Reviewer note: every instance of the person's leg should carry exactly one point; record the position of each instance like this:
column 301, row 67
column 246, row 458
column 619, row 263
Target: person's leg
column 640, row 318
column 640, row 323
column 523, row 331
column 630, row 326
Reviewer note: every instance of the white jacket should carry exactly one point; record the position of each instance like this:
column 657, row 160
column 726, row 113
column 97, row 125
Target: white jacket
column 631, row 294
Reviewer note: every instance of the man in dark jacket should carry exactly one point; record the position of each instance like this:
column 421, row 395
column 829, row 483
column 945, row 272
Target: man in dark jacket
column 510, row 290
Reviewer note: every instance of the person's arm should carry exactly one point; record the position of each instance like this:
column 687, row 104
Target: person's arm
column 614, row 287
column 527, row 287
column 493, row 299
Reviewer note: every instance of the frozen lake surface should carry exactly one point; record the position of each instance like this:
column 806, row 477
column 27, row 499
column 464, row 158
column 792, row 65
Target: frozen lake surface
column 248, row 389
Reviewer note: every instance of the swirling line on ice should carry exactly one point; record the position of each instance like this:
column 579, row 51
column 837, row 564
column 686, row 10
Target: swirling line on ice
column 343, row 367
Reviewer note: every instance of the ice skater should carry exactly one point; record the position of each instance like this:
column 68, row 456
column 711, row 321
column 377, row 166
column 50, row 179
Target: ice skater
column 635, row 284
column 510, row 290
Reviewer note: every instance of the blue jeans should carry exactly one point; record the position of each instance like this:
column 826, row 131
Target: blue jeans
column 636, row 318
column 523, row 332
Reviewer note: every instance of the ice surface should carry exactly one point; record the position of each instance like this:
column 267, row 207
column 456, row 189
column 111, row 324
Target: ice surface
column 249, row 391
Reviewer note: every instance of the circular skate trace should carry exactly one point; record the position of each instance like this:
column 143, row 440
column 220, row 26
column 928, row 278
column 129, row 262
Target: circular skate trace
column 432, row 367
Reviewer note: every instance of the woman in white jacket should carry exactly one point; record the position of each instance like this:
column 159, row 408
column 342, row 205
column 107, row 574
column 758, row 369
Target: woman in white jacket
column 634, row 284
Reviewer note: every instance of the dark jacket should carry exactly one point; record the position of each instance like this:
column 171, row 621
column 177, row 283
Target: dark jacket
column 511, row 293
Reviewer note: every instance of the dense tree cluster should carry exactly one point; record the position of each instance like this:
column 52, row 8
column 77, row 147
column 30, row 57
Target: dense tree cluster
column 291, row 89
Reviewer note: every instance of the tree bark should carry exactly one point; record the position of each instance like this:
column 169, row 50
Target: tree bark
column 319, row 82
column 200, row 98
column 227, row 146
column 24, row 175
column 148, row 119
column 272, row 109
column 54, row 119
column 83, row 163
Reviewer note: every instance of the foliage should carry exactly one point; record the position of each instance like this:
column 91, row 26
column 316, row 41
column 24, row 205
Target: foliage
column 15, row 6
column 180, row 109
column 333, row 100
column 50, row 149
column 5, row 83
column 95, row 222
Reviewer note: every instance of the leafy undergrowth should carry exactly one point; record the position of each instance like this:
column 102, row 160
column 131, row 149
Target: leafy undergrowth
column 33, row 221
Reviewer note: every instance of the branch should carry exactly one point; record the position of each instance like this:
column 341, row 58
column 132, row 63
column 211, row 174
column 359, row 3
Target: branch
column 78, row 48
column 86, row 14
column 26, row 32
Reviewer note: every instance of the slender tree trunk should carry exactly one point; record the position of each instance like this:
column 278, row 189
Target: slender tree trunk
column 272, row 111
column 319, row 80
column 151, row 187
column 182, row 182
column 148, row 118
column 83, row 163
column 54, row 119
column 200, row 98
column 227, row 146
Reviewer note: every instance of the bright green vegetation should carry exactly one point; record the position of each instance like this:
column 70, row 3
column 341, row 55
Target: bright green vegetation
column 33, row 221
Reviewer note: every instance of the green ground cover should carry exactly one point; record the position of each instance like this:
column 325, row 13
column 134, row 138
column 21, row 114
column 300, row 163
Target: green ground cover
-*-*-
→ **What is expected**: Can you quote all of the records above verbatim, every line unchanged and in the same order?

→ **Result of this task**:
Reviewer note: every instance of the person's leg should carry exactly one point; record the position of each instance like this:
column 301, row 67
column 246, row 458
column 619, row 263
Target: person's leg
column 640, row 318
column 640, row 323
column 523, row 331
column 630, row 326
Reviewer note: every instance of the white jacket should carry exactly one point; record the position of each instance like this:
column 657, row 160
column 726, row 113
column 97, row 125
Target: white jacket
column 631, row 294
Reviewer note: every instance of the man in dark jacket should carry exactly one point; record the position of each instance like this:
column 421, row 395
column 829, row 483
column 945, row 272
Target: man in dark jacket
column 510, row 290
Reviewer note: every instance of the person's arm should carry exactly one point; record the position of each instance like this:
column 687, row 104
Target: person's arm
column 614, row 287
column 527, row 287
column 493, row 299
Reviewer note: every instance of the frozen lake surface should carry exactly one point; record the position of each instance like this:
column 806, row 477
column 27, row 499
column 464, row 158
column 792, row 65
Target: frozen lake surface
column 248, row 389
Reviewer note: every instance of the swirling line on ice should carry exactly one point; record the position of each instance like this:
column 579, row 51
column 837, row 564
column 686, row 10
Target: swirling line on ice
column 343, row 367
Reviewer note: every instance of the ice skater should carry exactly one point; record the position of each instance like this:
column 68, row 456
column 711, row 321
column 377, row 166
column 50, row 179
Target: ice skater
column 635, row 284
column 510, row 290
Reviewer note: every instance of the blue jeans should carry exactly one point; record the position of each instance like this:
column 826, row 131
Target: blue jeans
column 636, row 318
column 523, row 332
Reviewer note: every instance of the ice surface should carry exactly one point; record the position of each instance like this:
column 267, row 207
column 456, row 189
column 111, row 324
Target: ice surface
column 249, row 391
Reviewer note: every instance of the circular skate trace should carry exactly one point; record the position of each instance like this:
column 143, row 440
column 220, row 26
column 928, row 278
column 129, row 262
Target: circular skate trace
column 432, row 367
Reviewer note: every instance of the woman in white jacket should carry exactly one point; record the position of each instance like this:
column 159, row 408
column 342, row 205
column 107, row 574
column 758, row 369
Target: woman in white jacket
column 634, row 284
Reviewer note: every instance of the dark jacket should carry exactly one point; record the position of each instance like this:
column 171, row 621
column 177, row 283
Target: dark jacket
column 511, row 293
Reviewer note: every instance of the dense tree cluster should carry exactly one point; record the position of each instance like this:
column 52, row 8
column 77, row 147
column 30, row 57
Target: dense tree cluster
column 291, row 89
Reviewer note: every instance of the tree bark should carry exactly one point; record the position of each instance like this:
column 169, row 50
Target: tree bark
column 319, row 82
column 200, row 98
column 227, row 146
column 24, row 175
column 148, row 119
column 272, row 109
column 54, row 119
column 83, row 163
Reviewer note: every instance of the foliage should carry exactly one point; record the position of each instance like this:
column 91, row 26
column 316, row 41
column 24, row 205
Target: foliage
column 15, row 6
column 180, row 109
column 333, row 100
column 50, row 149
column 5, row 83
column 95, row 222
Reviewer note: every instance of the leafy undergrowth should carry exactly one point; record the position of each instance like this:
column 102, row 160
column 131, row 149
Target: leafy undergrowth
column 33, row 221
Reviewer note: every instance of the branch should carry exactly one point; record the position of each instance like this:
column 341, row 58
column 132, row 63
column 211, row 174
column 359, row 3
Target: branch
column 78, row 48
column 86, row 14
column 26, row 32
Reviewer note: every instance of the slender tree trunk should carry exactly one point; record the position of each instance like this:
column 278, row 189
Target: slender tree trunk
column 272, row 111
column 319, row 80
column 151, row 187
column 182, row 182
column 148, row 118
column 83, row 163
column 54, row 119
column 200, row 98
column 227, row 146
Reviewer note: every instance of the bright green vegetation should carry exactly one point; record the position of each instance like this:
column 70, row 3
column 341, row 55
Target: bright green vegetation
column 33, row 221
Reviewer note: every instance of the green ground cover should carry exactly one point; record the position of each instance like this:
column 325, row 13
column 134, row 138
column 21, row 114
column 300, row 163
Target: green ground cover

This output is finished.